## [VORGEGEBENER TEXT]
<<<<
12. November 2011

Shorties: The Stendhal Syndrome


Dario Argentos etwas breitgetretene Verfilmung einer traumatisch bedingten Identitätskrise bricht nicht nur bewusst mit den Erwartungen des ihn stets in zu kleine Schubladen steckendes Publikums aus Genrefans und -kritikern, sondern erweist sich tatsächlich auch als die einzig wirklich gelungene Frischzellenkur des eigenen Schaffens innerhalb eines bislang stets enttäuschenden Spätwerks.
>>>>
## [ARBEITSAUFTRAG 1]
Beantworten Sie zur Filmbesprechung über „The Stendhal Syndrome“ folgende Fragen:
(a) Welches Datum steht über der Filmbesprechung?
(b) Wessen Verfilmung wird besprochen?
(c) Als was erweist sich die Verfilmung innerhalb des Spätwerks?
## [ARBEITSAUFTRAG 2]
Geben Sie die Filmbesprechung über „The Stendhal Syndrome“ von „Dario Argentos etwas“ bis „stets enttäuschenden Spätwerks.“ wortgetreu wieder.
## [ARBEITSAUFTRAG 3]
Führen Sie die Filmbesprechung über „The Stendhal Syndrome“ im Anschluss an ihren letzten Satz weiter.

## [DATEN]
<<<<
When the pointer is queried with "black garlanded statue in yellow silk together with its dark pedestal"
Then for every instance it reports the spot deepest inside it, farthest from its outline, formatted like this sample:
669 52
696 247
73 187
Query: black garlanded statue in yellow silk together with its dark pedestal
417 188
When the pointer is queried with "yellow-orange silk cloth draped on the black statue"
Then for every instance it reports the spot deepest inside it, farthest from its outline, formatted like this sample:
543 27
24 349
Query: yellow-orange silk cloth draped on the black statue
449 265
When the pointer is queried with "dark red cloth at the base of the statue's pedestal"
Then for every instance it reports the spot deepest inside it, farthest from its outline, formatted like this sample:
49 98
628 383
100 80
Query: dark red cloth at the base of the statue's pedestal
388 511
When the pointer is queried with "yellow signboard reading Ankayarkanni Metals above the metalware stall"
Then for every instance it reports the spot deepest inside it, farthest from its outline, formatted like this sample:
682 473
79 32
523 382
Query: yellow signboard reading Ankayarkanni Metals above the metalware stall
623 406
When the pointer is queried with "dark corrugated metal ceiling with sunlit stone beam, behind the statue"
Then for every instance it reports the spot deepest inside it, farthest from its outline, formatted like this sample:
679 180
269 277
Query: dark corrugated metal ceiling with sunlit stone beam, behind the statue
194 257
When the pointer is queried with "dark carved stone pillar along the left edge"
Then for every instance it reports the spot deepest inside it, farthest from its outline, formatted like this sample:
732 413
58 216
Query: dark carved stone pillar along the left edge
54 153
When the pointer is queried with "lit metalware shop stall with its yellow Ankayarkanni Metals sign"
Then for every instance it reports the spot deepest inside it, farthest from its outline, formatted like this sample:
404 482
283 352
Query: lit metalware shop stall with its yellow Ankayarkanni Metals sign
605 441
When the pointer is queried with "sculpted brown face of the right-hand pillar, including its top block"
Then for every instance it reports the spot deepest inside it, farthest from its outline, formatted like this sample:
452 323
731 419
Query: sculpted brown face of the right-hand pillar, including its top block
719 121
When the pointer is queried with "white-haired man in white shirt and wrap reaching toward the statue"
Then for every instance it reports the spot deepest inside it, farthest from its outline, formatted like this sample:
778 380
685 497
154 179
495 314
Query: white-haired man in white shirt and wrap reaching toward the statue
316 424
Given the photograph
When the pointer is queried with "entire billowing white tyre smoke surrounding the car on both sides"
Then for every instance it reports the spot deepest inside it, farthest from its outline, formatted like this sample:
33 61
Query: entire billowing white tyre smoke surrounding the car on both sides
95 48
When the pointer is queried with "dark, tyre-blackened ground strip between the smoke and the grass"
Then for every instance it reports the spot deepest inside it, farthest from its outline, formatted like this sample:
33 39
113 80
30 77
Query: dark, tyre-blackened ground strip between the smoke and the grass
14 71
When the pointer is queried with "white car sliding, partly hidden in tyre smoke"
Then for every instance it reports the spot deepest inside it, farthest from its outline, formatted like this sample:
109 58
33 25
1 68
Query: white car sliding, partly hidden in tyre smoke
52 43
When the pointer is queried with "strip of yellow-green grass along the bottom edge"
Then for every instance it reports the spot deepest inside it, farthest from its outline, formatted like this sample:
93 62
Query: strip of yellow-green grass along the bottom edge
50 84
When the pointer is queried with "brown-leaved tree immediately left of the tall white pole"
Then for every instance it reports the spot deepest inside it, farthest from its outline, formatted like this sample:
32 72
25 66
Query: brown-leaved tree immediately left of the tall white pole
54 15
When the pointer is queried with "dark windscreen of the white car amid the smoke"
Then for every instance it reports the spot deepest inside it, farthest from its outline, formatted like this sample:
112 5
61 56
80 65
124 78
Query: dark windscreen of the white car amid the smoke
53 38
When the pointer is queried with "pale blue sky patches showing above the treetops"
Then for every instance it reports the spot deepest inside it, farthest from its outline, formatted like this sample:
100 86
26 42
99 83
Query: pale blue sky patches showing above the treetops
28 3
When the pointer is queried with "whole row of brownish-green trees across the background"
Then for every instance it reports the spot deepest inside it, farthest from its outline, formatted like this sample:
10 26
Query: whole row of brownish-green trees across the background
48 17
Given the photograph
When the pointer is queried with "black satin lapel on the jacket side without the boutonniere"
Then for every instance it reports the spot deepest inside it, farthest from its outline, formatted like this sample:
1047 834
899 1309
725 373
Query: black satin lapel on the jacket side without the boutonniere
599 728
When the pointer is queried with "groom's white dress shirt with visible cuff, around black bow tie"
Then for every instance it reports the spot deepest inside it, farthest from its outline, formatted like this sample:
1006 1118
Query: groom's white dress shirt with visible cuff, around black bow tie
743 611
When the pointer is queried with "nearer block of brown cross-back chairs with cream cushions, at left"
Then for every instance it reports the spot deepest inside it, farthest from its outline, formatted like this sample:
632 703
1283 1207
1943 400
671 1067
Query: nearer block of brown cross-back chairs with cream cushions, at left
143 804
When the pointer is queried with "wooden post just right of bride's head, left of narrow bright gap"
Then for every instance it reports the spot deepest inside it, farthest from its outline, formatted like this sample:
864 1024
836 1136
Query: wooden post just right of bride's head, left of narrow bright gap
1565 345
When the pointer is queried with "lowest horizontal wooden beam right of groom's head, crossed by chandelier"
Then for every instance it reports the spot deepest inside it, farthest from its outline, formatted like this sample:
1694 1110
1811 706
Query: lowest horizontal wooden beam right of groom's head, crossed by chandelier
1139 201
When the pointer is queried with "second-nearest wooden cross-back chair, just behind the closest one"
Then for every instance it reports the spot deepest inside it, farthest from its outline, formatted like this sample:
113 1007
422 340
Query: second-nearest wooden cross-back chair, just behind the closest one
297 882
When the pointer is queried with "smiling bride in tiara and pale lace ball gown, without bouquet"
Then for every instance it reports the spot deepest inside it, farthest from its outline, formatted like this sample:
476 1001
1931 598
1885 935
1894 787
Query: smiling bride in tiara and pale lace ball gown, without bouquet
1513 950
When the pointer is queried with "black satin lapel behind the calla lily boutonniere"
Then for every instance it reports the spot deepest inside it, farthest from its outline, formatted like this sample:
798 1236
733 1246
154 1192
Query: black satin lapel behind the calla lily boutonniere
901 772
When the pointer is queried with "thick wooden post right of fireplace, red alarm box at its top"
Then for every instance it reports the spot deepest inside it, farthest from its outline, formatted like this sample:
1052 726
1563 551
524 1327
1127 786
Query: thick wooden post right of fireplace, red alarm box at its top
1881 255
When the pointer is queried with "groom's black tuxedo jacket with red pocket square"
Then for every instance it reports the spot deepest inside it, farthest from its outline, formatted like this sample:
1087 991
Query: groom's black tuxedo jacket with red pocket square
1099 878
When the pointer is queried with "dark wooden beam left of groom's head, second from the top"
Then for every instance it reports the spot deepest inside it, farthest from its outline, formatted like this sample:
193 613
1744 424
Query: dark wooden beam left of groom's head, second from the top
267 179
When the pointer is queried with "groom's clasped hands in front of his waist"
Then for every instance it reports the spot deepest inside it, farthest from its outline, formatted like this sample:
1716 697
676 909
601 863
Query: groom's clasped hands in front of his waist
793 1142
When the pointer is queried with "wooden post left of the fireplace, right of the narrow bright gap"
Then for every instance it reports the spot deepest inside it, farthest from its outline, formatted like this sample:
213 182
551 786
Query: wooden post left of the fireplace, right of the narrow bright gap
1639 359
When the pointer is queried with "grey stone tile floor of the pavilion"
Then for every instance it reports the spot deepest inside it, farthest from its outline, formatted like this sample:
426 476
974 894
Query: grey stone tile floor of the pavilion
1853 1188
>>>>
## [ERWARTETE ANTWORT 1]
(a) 12. November 2011
(b) Die Verfilmung stammt von Dario Argento.
(c) Sie erweist sich als die einzig wirklich gelungene Frischzellenkur des eigenen Schaffens.

## [ERWARTETE ANTWORT 2]
Dario Argentos etwas breitgetretene Verfilmung einer traumatisch bedingten Identitätskrise bricht nicht nur bewusst mit den Erwartungen des ihn stets in zu kleine Schubladen steckendes Publikums aus Genrefans und -kritikern, sondern erweist sich tatsächlich auch als die einzig wirklich gelungene Frischzellenkur des eigenen Schaffens innerhalb eines bislang stets enttäuschenden Spätwerks.

## [ERWARTETE ANTWORT 3]
Als munteres Gemisch aus Eigenzitat und Genre-Crossover getarnt, poltert sich THE STENDHAL SYNDROME dabei kreuz und quer durch (populär)wissenschaftliche Erkenntnisse zur titelgebenden Wahrnehmungsstörung, und den Bewältigungsstrategien von Vergewaltigungsopfern, nur um schlussendlich in einem ebenso kruden wie doch auch konsequenten Finale zu gipfeln, dass das Desinteresse des Italieners an stringent-konventionellen Plots einmal mehr überdeutlich aufzeigt.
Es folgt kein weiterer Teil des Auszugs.